* **Exercise prompt**
Copy out every line below word for word, leaving out the pictures.
= = =
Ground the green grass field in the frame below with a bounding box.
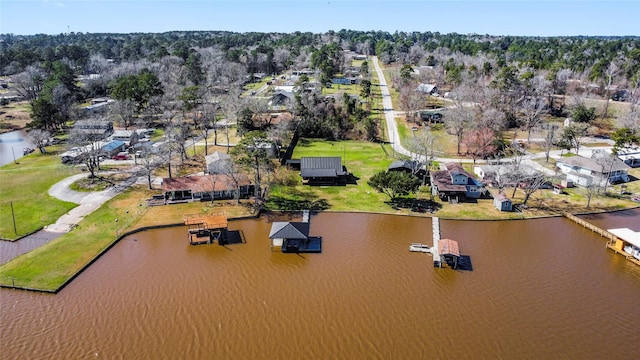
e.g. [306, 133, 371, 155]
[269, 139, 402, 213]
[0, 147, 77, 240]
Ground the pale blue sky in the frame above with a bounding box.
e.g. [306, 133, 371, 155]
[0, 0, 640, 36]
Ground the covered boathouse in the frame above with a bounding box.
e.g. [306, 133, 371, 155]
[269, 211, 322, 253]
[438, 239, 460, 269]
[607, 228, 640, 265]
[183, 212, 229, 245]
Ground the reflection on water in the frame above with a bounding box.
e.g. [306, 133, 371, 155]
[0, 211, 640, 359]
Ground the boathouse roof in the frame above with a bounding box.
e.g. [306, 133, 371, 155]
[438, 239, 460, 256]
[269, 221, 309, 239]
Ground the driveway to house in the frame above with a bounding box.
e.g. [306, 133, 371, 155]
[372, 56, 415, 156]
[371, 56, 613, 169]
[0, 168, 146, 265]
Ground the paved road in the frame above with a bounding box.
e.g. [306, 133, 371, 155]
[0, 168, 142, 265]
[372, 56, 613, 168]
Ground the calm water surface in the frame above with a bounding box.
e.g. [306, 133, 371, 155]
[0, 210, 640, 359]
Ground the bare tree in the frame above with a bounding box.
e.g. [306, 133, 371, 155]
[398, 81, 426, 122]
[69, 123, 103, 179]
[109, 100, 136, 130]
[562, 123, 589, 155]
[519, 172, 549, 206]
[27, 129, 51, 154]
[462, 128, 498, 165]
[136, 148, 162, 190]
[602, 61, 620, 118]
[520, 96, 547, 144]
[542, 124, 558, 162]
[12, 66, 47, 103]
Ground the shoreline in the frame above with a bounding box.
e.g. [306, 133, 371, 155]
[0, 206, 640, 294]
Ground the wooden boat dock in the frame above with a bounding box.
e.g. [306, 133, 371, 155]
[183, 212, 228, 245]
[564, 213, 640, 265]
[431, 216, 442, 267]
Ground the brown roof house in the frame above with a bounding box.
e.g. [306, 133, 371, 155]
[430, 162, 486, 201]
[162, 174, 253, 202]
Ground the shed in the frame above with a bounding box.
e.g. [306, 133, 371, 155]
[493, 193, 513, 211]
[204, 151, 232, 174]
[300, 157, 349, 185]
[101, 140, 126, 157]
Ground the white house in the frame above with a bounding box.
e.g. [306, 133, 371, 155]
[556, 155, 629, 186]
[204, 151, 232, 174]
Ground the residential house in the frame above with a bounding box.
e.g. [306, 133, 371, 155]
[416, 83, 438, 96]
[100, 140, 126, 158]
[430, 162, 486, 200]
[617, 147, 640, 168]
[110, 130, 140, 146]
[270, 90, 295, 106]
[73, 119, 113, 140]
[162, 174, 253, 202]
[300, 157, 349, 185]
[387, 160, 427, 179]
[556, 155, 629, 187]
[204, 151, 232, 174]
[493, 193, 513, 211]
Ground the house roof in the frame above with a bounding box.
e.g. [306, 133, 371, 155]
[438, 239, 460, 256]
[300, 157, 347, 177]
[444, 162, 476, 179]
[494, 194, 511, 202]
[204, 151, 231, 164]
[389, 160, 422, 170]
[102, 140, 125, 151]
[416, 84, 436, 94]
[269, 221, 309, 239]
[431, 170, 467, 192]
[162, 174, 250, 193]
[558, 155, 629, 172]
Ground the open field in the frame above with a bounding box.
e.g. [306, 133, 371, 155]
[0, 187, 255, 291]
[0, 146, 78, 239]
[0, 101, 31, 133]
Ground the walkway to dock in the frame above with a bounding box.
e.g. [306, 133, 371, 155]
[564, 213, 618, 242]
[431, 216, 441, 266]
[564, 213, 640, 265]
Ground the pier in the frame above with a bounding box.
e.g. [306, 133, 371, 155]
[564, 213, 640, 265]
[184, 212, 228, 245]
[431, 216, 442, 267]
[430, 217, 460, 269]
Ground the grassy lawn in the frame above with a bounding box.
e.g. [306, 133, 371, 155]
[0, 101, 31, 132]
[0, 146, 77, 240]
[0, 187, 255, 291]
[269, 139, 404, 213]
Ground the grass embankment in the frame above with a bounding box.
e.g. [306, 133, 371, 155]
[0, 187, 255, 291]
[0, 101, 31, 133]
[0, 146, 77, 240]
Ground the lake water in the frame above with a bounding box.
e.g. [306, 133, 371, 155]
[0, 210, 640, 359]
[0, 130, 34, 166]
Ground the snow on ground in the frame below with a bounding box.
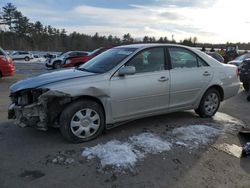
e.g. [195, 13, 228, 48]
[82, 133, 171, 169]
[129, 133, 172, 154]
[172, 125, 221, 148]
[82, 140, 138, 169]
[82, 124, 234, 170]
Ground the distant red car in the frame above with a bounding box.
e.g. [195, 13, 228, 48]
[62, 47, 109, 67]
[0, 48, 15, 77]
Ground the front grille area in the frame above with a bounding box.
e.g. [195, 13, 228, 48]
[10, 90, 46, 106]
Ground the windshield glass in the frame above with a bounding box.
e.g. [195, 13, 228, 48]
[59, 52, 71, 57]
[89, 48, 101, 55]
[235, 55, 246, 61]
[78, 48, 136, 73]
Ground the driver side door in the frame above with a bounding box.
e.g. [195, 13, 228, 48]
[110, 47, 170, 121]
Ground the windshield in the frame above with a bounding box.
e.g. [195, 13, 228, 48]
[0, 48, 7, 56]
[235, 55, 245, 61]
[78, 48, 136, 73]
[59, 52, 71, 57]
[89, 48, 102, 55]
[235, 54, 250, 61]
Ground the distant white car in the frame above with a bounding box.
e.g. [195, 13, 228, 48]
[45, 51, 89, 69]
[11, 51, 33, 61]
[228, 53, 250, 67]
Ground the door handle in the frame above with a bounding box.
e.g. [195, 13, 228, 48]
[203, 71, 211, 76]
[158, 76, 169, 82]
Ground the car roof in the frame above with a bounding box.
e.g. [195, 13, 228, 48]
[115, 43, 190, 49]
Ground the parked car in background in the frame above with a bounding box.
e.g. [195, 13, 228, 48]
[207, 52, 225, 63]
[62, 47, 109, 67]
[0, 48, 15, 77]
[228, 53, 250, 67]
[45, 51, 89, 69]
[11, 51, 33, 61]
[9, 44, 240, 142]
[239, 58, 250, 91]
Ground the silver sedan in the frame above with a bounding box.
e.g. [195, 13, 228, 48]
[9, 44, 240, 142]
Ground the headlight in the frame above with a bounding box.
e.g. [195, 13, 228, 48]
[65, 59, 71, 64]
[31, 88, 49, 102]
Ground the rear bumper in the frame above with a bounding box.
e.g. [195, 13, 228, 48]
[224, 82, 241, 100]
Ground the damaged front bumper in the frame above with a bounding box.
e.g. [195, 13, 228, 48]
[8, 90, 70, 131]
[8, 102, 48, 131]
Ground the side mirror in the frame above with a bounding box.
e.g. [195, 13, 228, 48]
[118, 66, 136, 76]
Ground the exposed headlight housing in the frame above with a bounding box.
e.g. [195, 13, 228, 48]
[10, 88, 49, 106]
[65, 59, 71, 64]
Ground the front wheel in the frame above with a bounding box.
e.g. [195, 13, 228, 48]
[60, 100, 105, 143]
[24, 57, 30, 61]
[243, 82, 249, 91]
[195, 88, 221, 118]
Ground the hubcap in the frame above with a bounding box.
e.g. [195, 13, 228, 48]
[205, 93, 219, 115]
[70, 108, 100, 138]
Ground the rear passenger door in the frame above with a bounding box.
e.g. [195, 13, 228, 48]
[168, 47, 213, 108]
= = =
* **Written response**
Ground the green grass field in the frame below with a bounding box.
e.g. [306, 133, 371, 155]
[269, 139, 402, 213]
[0, 147, 77, 240]
Ground the pale blue sky in the frame above with a bounding box.
e.g. [306, 133, 371, 155]
[0, 0, 640, 36]
Ground the covered boathouse in the frame above with a bounding box.
e.g. [306, 133, 371, 155]
[269, 211, 322, 253]
[438, 239, 460, 269]
[607, 228, 640, 265]
[183, 212, 229, 245]
Ground the reflection on water in the frame above with a bounding box.
e.g. [306, 133, 371, 155]
[0, 211, 640, 359]
Ground the boathouse roof in the frame above with a bounding box.
e.g. [306, 133, 371, 155]
[438, 239, 460, 256]
[269, 221, 309, 239]
Ground the driveway to house in the frame above with a bounding box.
e.g. [306, 133, 371, 155]
[372, 56, 415, 156]
[371, 56, 613, 169]
[0, 168, 146, 265]
Ground the paved road in the frame above with a bounding box.
e.g. [306, 133, 371, 155]
[0, 168, 142, 265]
[372, 56, 613, 168]
Ground the calm water surface in the frame above with a bounding box.
e.g. [306, 133, 371, 155]
[0, 210, 640, 359]
Ground the bare tree in the frame above with a bounding box.
e.g. [306, 133, 371, 155]
[398, 81, 426, 122]
[69, 123, 103, 179]
[109, 100, 136, 130]
[562, 123, 589, 155]
[519, 172, 549, 206]
[27, 129, 51, 154]
[462, 128, 498, 165]
[136, 148, 162, 190]
[602, 61, 620, 118]
[520, 96, 547, 144]
[542, 124, 558, 162]
[12, 66, 47, 103]
Ground the shoreline in the frame above with a bounding box.
e.g. [306, 133, 371, 155]
[0, 206, 640, 294]
Ground the wooden boat dock in the frame above with a bounding box.
e.g. [306, 133, 371, 155]
[183, 212, 228, 245]
[564, 213, 640, 265]
[431, 216, 442, 267]
Ground the brown roof house in the frame above with a bounding box.
e.g. [306, 133, 371, 155]
[430, 162, 486, 201]
[162, 174, 253, 202]
Ground the shed in the frame above with a bounding box.
e.g. [306, 133, 371, 155]
[493, 193, 513, 211]
[204, 151, 232, 174]
[300, 157, 349, 185]
[101, 140, 126, 157]
Ground the white house in the frame above with a bounding box.
e.g. [306, 133, 371, 155]
[556, 155, 629, 186]
[204, 151, 232, 174]
Ground the residential house in the frame above with a bounding box.
e.g. [306, 133, 371, 155]
[416, 83, 438, 96]
[100, 140, 126, 158]
[430, 162, 486, 200]
[617, 147, 640, 168]
[110, 130, 140, 146]
[270, 90, 295, 106]
[73, 119, 113, 140]
[162, 174, 253, 202]
[300, 157, 349, 185]
[387, 160, 427, 179]
[556, 155, 629, 187]
[204, 151, 232, 174]
[493, 193, 513, 211]
Ground the house roof in the frame above with a bounding box.
e.g. [306, 133, 371, 155]
[438, 239, 460, 256]
[300, 157, 347, 177]
[444, 162, 476, 179]
[494, 194, 511, 202]
[204, 151, 231, 164]
[389, 160, 422, 170]
[102, 140, 125, 151]
[416, 84, 436, 94]
[269, 221, 309, 239]
[431, 170, 467, 192]
[162, 174, 250, 193]
[558, 155, 629, 172]
Ground the open field in the frame above with a bounding box.
e.g. [306, 133, 371, 155]
[0, 187, 255, 291]
[0, 146, 78, 239]
[0, 101, 31, 133]
Ground the walkway to dock in the frame above with a bounding box.
e.g. [306, 133, 371, 155]
[564, 213, 618, 242]
[431, 216, 441, 266]
[564, 213, 640, 265]
Ground the pier in the frame above with a bounding box.
e.g. [306, 133, 371, 155]
[564, 213, 640, 265]
[184, 212, 228, 245]
[431, 216, 442, 267]
[430, 217, 460, 269]
Ground the grassy lawn in the frame above with a bounding box.
e.g. [306, 133, 371, 155]
[0, 101, 31, 132]
[0, 146, 77, 240]
[0, 187, 255, 291]
[269, 139, 404, 213]
Ground the grass embankment in the frame above with a bounding box.
e.g. [306, 133, 371, 155]
[0, 187, 255, 291]
[0, 101, 31, 133]
[0, 146, 77, 240]
Ground the lake water in the frame above with a bounding box.
e.g. [306, 133, 371, 155]
[0, 210, 640, 359]
[0, 130, 34, 166]
Ground the snow on ground in the frame below with a bounding box.
e.g. [195, 13, 228, 48]
[82, 133, 171, 169]
[129, 133, 172, 154]
[172, 125, 221, 148]
[82, 140, 138, 169]
[82, 124, 234, 170]
Ground the distant red car in the frame above with a bounding box.
e.g. [195, 13, 228, 48]
[62, 47, 109, 67]
[0, 48, 15, 77]
Ground the front grille area in the frame above with a bounding box.
e.g. [195, 13, 228, 48]
[10, 90, 46, 106]
Ground the windshield glass in the frame above with a bounding box.
e.g. [195, 13, 228, 48]
[59, 52, 71, 57]
[89, 48, 101, 55]
[235, 55, 246, 61]
[78, 48, 136, 73]
Ground the driver side door in the frame above with a bounding box.
e.g. [195, 13, 228, 48]
[110, 47, 170, 121]
Ground the windshield in the frame above with a bounding box.
e.g. [195, 13, 228, 48]
[0, 48, 7, 56]
[235, 55, 245, 61]
[78, 48, 136, 73]
[59, 52, 71, 57]
[89, 48, 102, 55]
[235, 54, 250, 61]
Ground the distant white car in the frame above with a bounding box.
e.g. [195, 13, 228, 48]
[45, 51, 89, 69]
[11, 51, 33, 61]
[228, 53, 250, 67]
Ground the door handle in the frame above with a bounding box.
e.g. [195, 13, 228, 48]
[203, 71, 211, 76]
[158, 76, 169, 82]
Ground the car roof in the frame above with a bounding box.
e.g. [195, 13, 228, 48]
[115, 43, 190, 49]
Ground the parked car in background in the frame above with a bounding box.
e.g. [195, 13, 228, 48]
[207, 52, 225, 63]
[62, 47, 109, 67]
[0, 48, 15, 77]
[228, 53, 250, 67]
[45, 51, 89, 69]
[11, 51, 33, 61]
[9, 44, 240, 142]
[239, 58, 250, 91]
Ground the silver sedan in the frame above with a bounding box.
e.g. [195, 13, 228, 48]
[9, 44, 240, 142]
Ground the headlight in the frame above with a bounding box.
e.g. [195, 13, 228, 48]
[65, 59, 71, 64]
[31, 88, 49, 102]
Ground the rear bumper in the frame above with a bounding box.
e.g. [195, 13, 228, 48]
[224, 82, 241, 100]
Ground the damaged front bumper in the frame above with a bounding box.
e.g. [195, 13, 228, 48]
[8, 90, 70, 131]
[8, 102, 48, 131]
Ground the side mirror in the frame above with a bounding box.
e.g. [195, 13, 228, 48]
[118, 66, 136, 76]
Ground the exposed headlight housing in the frame above with a bounding box.
e.g. [195, 13, 228, 48]
[10, 88, 49, 106]
[65, 59, 71, 64]
Ground the front wheel in the frame above with a bounding box.
e.g. [195, 13, 228, 48]
[60, 100, 105, 143]
[24, 57, 30, 61]
[243, 82, 249, 91]
[195, 88, 221, 118]
Ground the hubcap in the frame above with a bounding box.
e.g. [195, 13, 228, 48]
[205, 93, 219, 115]
[70, 108, 100, 138]
Ground the rear passenger door in the frame above with a bounding box.
e.g. [195, 13, 228, 48]
[168, 47, 213, 108]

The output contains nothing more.